◆ Given exercise:
Count the lines below that contain the string "jersey", treating uppercase and lowercase letters as different. Reply with the number alone.

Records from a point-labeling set
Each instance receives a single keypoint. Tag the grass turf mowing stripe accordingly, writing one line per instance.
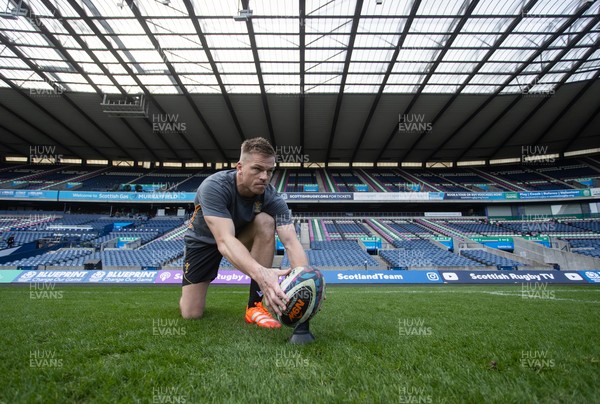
(374, 344)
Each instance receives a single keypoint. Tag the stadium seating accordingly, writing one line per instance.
(488, 258)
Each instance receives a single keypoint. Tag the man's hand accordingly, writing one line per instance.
(268, 281)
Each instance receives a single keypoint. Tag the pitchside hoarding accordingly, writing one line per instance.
(332, 277)
(511, 277)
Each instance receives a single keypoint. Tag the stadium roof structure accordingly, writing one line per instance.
(357, 81)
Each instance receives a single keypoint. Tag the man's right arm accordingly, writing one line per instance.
(223, 231)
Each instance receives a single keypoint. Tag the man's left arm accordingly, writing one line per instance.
(295, 251)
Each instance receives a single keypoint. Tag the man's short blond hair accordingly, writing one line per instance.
(258, 145)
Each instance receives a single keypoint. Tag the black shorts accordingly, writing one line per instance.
(200, 263)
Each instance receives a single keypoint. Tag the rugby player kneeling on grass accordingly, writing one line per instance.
(236, 214)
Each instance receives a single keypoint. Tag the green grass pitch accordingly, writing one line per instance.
(383, 344)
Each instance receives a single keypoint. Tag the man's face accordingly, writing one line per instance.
(254, 172)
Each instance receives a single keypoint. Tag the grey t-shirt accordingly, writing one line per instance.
(218, 196)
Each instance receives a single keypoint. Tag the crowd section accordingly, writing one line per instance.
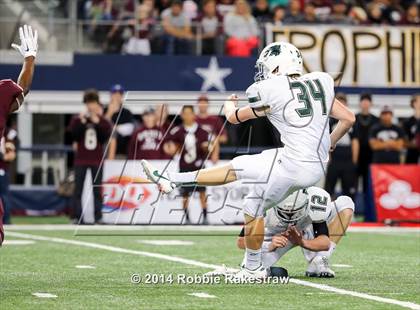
(231, 27)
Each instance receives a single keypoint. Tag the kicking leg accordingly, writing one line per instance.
(254, 237)
(203, 202)
(209, 176)
(185, 200)
(250, 167)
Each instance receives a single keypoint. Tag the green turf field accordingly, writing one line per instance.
(382, 264)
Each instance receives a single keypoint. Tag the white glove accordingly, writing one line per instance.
(28, 42)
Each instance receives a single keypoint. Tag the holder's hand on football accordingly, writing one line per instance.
(294, 236)
(28, 42)
(278, 241)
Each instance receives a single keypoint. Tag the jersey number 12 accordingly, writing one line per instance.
(317, 94)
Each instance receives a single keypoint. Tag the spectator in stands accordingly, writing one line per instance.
(412, 15)
(7, 156)
(213, 125)
(364, 122)
(89, 130)
(294, 12)
(141, 30)
(375, 13)
(241, 30)
(177, 28)
(322, 9)
(411, 127)
(358, 15)
(386, 139)
(225, 6)
(343, 161)
(279, 14)
(162, 5)
(190, 9)
(309, 14)
(123, 121)
(339, 13)
(100, 11)
(145, 141)
(274, 3)
(210, 22)
(192, 141)
(261, 11)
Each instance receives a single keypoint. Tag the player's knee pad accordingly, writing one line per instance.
(254, 210)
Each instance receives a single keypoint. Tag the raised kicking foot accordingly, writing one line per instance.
(247, 274)
(319, 267)
(163, 182)
(220, 271)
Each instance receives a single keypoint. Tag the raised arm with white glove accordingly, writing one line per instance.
(28, 42)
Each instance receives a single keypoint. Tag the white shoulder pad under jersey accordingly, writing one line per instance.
(269, 93)
(319, 207)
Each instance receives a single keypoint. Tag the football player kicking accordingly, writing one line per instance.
(309, 219)
(13, 94)
(298, 106)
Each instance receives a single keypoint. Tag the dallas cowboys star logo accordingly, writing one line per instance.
(213, 76)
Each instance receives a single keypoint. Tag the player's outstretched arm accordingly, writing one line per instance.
(346, 119)
(235, 115)
(28, 48)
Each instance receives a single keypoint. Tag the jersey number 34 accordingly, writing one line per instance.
(316, 91)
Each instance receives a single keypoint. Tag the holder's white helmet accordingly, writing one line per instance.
(293, 208)
(279, 58)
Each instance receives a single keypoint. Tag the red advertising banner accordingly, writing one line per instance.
(396, 190)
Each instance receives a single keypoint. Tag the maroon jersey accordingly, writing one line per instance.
(190, 141)
(212, 124)
(10, 136)
(145, 144)
(164, 129)
(9, 90)
(90, 138)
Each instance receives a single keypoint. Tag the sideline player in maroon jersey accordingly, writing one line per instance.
(213, 124)
(90, 130)
(145, 141)
(13, 94)
(193, 144)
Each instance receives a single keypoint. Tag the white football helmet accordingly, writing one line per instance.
(293, 208)
(278, 58)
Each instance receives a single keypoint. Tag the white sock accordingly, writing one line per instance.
(183, 178)
(253, 258)
(329, 252)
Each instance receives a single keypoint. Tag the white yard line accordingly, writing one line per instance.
(201, 228)
(202, 295)
(405, 304)
(44, 295)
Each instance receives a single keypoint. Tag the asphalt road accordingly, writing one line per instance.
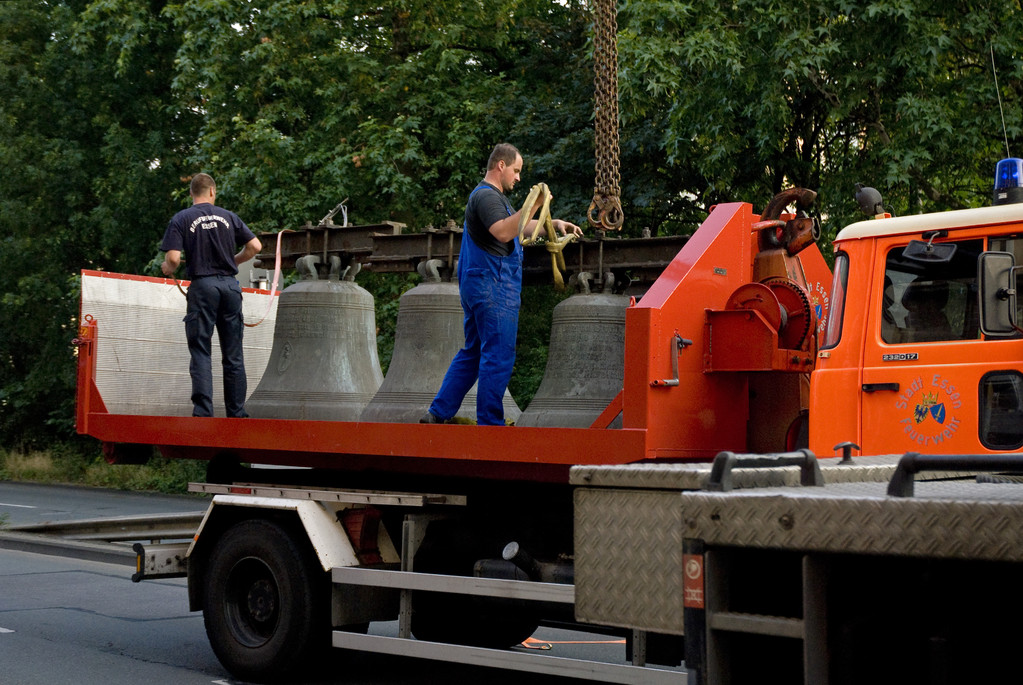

◆ Answer to this problem:
5